→ **Постановка задачи A**: Перескажите в двух предложениях текст о том, что все болезни начинаются с души.
→ **Постановка задачи B**: Воспроизведите без изменений фрагмент текста о болезнях души, который открывается словами, содержащими «Вспоминается другая, несколько», и завершается словами «почти полтора часа.».
→ **Постановка задачи C**: Продолжите текст о том, что болезни начинаются с души, начиная после последнего приведённого в нём предложения.

ВСЕ БОЛЕЗНИ НАЧИНАЮТСЯ С ДУШИ.
ПОЭТОМУ И ЛЕЧИТЬ СНАЧАЛА НУЖНО
ИМЕННО ДУШУ.
Случай, который я привела в пример, произошёл у меня на практике. И первая мама была в очень плохом психическом состоянии, совершенно подавленная. В подобном положении страшнее всего то, что оценить степень тяжести стресса и его возможные последствия может только по-настоящему хороший врач, для этого нужно быть ещё и психологом. От того, что у неё нет температуры, она отнюдь не в меньшей опасности находится. Представьте, что я не стала бы с ней нянчиться, а она пошла бы и наложила на себя руки? И что, после этого я бы себя оправдывала тем, что побежала сбивать температуру у ребёнка? Поговорить и выслушать её было крайне важно, ведь выставить за дверь такую мамашу равно что её убить.
Вспоминается другая, несколько схожая ситуация, когда ребёнку помощь требовалась в значительно меньшей степени, нежели маме. Эта мамочка привела на прием ребёнка и рассказывает, что год назад у неё нашли серьёзные проблемы с сердцем и теперь она просто уверена, что у её дочери оно непременно тоже болит. Понятно, что здесь нужно лечить не девочку, а её маму, и лечить, в первую очередь, словом. Консультация тогда заняла у меня почти полтора часа.
Большинство наших болезней родом из детства. Это касается не только хронических заболеваний, но и психического состояния. Ведь болезнь – это не только температура, боль и нарушения в работе органов. Болезнью также можно назвать, допустим, острую нехватку папы. Или другой пример. Родители порой часто балуют ребёнка и разрешают ему практически всё, а в итоге у него возникают истерики, он начинает постоянно капризничать. Казалось бы, почему? А всё просто – разумные запреты ребёнок интуитивно воспринимает как заботу о нём. А если такой заботы, читай, запретов нет, он чувствует себя ненужным. И вот эта подсознательная ненужность со временем приобретает болезненную форму, которая калечит организм – сначала на психическом уровне, а затем переходит и на соматический.

Сохранённые записи
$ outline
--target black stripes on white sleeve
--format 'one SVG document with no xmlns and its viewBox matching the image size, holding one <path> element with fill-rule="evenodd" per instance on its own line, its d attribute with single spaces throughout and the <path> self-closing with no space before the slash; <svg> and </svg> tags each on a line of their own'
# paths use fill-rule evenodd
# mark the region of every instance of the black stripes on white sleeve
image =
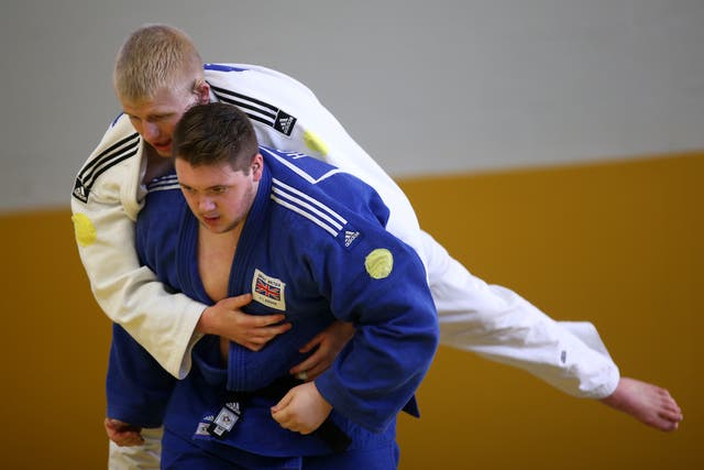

→ **Результат выполнения A**: В тексте утверждается, что все болезни начинаются с души и поэтому лечить сначала нужно именно её; в подтверждение приводятся случаи из практики, где помощь словом требовалась прежде всего матерям, а не детям. Также говорится, что большинство болезней родом из детства: без разумных запретов ребёнок чувствует себя ненужным, и эта ненужность со временем калечит организм сначала на психическом, а затем и на соматическом уровне.

→ **Результат выполнения B**:
Вспоминается другая, несколько схожая ситуация, когда ребёнку помощь требовалась в значительно меньшей степени, нежели маме. Эта мамочка привела на прием ребёнка и рассказывает, что год назад у неё нашли серьёзные проблемы с сердцем и теперь она просто уверена, что у её дочери оно непременно тоже болит. Понятно, что здесь нужно лечить не девочку, а её маму, и лечить, в первую очередь, словом. Консультация тогда заняла у меня почти полтора часа.

→ **Результат выполнения C**:
Самое распространённое представление о враче – это непременно скальпель-зажим-тампон, разряд-ещё разряд. По факту же в эти рамки экстренной помощи вписывается не более пяти процентов всей медицинской практики. Реанимация, кровь, операции – это всё лишь верхушка айсберга. Настоящая медицина в другом. Вот история той женщины, с которой я беседовала полтора часа, она достаточно скучная, но именно это, по моему мнению, и есть настоящая медицина.
У нас ведь как заведено – если мы утром выходим на улицу, а там снега по колено, мы сразу же начинаем возмущаться и ругать коммунальщиков: «Вот лодыри! Почему снег не убрали?» Если же дороги и тротуары расчищены, мы этого просто не замечаем, считая что это в порядке вещей.
Так и в нашей профессии. Простые амбулаторные врачи лечат, ведут пациентов изо дня в день, преодолевая стрессы и полностью отдаваясь любимому делу. Не думаю, что кто-то из мамочек будет часами рассказывать подружкам, как они ходили к педиатру на прививки и сдавали анализы. Вот если чадо вдруг попадёт на операционный стол, даже в случае самого банального аппендицита, это событие долго будет в центре внимания и обсуждения в кругу её знакомых. Запомнят же из всей этой истории, конечно же, лишь хирурга.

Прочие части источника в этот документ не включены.